■ **ВАШЕ ЗАДАНИЕ**: Продолжите приведенный ниже фрагмент о годах учебы Вацлава Нижинского в Императорском театральном училище, начав сразу после его последнего предложения.

■ **ИСХОДНЫЙ ФРАГМЕНТ**:
────────────────────
Новый учебный год (1903/1904), в отличие от предшествующего, принес Вацлаву множество проблем и испытаний. Когда воспитанников везли на карете из училища в Мариинский театр, мальчики из окна стреляли из самодельных рогаток комками плотно свернутой бумаги по фонарным столбам и вывескам. Один из «снарядов» попал в глаз проходившему по улице важному сановнику, и тот потребовал немедленного исключения виновника, указав на Вацлава, хотя почти все ехавшие в карете воспитанники участвовали в этой шалости. Элеоноре вновь пришлось идти к Писнячевскому и просить за сына. «Писнячевский был человек злой, – писал Нижинский, – но он не выбрасывал детей на улицу, поскольку знал, что их родители бедны». В итоге Вацлаву разрешили посещать занятия, но при этом его на две недели (Бронислава говорит о месячном сроке) исключили из числа пансионеров. Наказание может показаться легким, но Вацлав сильно переживал, поскольку он знал, как тяжело придется матери, вынужденной искать где-то деньги на его содержание, пока он снова не станет пансионером. История эта не просто занятная байка, потому что она открывает перед нами одну черту Вацлава, прежде никак не проявлявшуюся. На время изгнания он должен был лишиться формы Императорского театрального училища с его эмблемами на воротнике (увенчанная императорской короной лира, помещенная внутрь лаврового венка). Но мать не имела возможности одеть Вацлава с головы до ног, и, войдя в положение малообеспеченной семьи, ему выдали другую форму, «старую, мятую, всю в дырах», чтобы было в чем ходить на занятия. И он ходил в неопрятной одежде по богатым красивым кварталам Санкт-Петербурга, надеясь, что его жалкий вид поставит-таки администрацию училища в неловкое положение. Вацлав был не только немного озлоблен и непослушен, но и очень горд. Сам он писал, вспоминая то время: «Я был горд. Я любил гордость, но не любил похвалы». После такого унизительного наказания он стал усердно заниматься и получать самые высокие отметки. Вдобавок, по словам сестры, «он научился сдерживаться и не поддаваться внезапным вспышкам ярости, когда его дразнили».

Наконец, в 1903/1904 учебном году его перевели в класс к Михаилу Обухову. Вацлава отличали там так же, как и в классе Сергея Легата. «Я решил еще больше заниматься танцами, – писал он. – Я стал худеть. Я стал танцевать как Бог». Поэтому Обухов не удивился, когда Вацлав получил высший балл на экзамене в мужском классе. А вот Михаил Фокин, который никогда не видел, как тот танцует, поразился. Особенно когда увидел баллон Нижинского. Он был ошеломлен тем, насколько виртуозно и легко прыгает юный танцовщик. Четырнадцатилетний Вацлав взлетал на метр при прыжке из пятой позиции с переменой ног и еще выше при широком прыжке. Он без малейших усилий делал и три поворота в воздухе, и десять пируэтов. Во время этого финального экзамена в конце года члены комиссии, среди которых был и директор Теляковский, аплодировали воспитаннику, чего никогда еще не случалось.
────────────────────
■ **ПРЕДОСТАВЛЕННЫЕ ЗАПИСИ**:
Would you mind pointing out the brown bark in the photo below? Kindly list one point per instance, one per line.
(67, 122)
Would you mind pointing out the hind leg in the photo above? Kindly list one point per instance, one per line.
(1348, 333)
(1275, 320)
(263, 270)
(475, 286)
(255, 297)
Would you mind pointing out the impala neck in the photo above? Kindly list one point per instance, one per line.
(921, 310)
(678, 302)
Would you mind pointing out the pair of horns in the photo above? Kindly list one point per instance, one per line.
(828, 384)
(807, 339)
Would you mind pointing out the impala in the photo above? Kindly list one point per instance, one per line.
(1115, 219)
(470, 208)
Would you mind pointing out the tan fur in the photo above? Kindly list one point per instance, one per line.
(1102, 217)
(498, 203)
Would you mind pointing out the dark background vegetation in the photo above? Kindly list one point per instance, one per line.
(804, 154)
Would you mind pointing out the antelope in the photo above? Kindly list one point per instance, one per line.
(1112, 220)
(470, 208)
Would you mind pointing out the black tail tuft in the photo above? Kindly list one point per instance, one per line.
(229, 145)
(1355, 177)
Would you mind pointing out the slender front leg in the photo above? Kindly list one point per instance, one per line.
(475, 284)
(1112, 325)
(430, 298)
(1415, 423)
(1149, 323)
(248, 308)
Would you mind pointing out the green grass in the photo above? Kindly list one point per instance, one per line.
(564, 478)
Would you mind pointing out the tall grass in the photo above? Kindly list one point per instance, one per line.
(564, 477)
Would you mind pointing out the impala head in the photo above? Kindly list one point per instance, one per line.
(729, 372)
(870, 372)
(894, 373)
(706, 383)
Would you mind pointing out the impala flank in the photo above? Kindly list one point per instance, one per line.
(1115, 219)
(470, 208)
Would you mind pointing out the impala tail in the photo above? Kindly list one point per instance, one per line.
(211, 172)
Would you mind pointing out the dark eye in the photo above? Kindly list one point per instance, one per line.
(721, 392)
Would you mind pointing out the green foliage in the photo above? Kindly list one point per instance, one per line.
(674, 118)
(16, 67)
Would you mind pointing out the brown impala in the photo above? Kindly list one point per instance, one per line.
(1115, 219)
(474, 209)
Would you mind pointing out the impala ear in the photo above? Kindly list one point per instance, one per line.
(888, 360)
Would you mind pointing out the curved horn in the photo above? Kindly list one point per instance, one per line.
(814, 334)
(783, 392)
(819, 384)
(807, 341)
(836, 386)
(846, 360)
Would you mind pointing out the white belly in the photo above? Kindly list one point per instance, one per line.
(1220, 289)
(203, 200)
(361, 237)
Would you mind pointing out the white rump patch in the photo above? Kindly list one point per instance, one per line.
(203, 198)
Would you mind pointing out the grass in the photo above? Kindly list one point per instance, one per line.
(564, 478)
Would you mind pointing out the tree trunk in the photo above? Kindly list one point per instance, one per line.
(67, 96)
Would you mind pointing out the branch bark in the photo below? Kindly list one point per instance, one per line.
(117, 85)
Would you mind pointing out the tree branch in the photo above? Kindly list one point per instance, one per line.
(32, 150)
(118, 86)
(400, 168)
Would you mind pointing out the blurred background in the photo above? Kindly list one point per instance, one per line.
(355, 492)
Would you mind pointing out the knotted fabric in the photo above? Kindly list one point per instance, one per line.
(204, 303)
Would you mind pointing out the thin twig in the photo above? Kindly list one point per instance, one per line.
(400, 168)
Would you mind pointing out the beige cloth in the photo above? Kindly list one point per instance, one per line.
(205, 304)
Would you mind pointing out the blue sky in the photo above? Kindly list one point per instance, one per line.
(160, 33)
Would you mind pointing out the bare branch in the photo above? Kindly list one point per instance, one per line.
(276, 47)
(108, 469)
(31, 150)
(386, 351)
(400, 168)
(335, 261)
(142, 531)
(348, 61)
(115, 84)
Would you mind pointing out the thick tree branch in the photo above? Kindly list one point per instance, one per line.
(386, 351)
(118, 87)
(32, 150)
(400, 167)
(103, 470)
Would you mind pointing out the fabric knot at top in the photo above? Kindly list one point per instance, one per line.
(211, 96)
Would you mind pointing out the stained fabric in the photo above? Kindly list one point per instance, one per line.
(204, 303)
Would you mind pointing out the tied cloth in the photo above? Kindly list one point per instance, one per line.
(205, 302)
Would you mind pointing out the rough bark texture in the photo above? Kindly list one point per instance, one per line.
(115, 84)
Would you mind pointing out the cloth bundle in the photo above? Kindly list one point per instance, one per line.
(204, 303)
────────────────────
■ **РЕЗУЛЬТАТ ВЫПОЛНЕНИЯ**:
Приезд в Санкт-Петербург в декабре 1904 года молодой американской танцовщицы произвел на всех огромное впечатление. Айседора Дункан только что поразила Германию, танцуя в свободном стиле, без традиционного балетного костюма и без балетных туфель под музыку величайших композиторов. В России она очаровала молодого танцовщика Михаила Фокина, который впоследствии написал: «Айседора Дункан привезла нам нечто, что важно не меньше, чем техника: естественность и выразительность».[14] Танцовщица привлекала его новым стилем, естественными движениями, не скованными традицией, иным взглядом на искусство балета, во всем отличающимся от того, что практиковалось в Мариинском театре. «Феи стали погибелью балета», – писал Александр Бенуа в журнале «Мир искусства». Девятнадцатый век оканчивался, и его эстетика уходила в прошлое. Никто не считал Петипа плохим хореографом, но его упрекали в старомодном подходе.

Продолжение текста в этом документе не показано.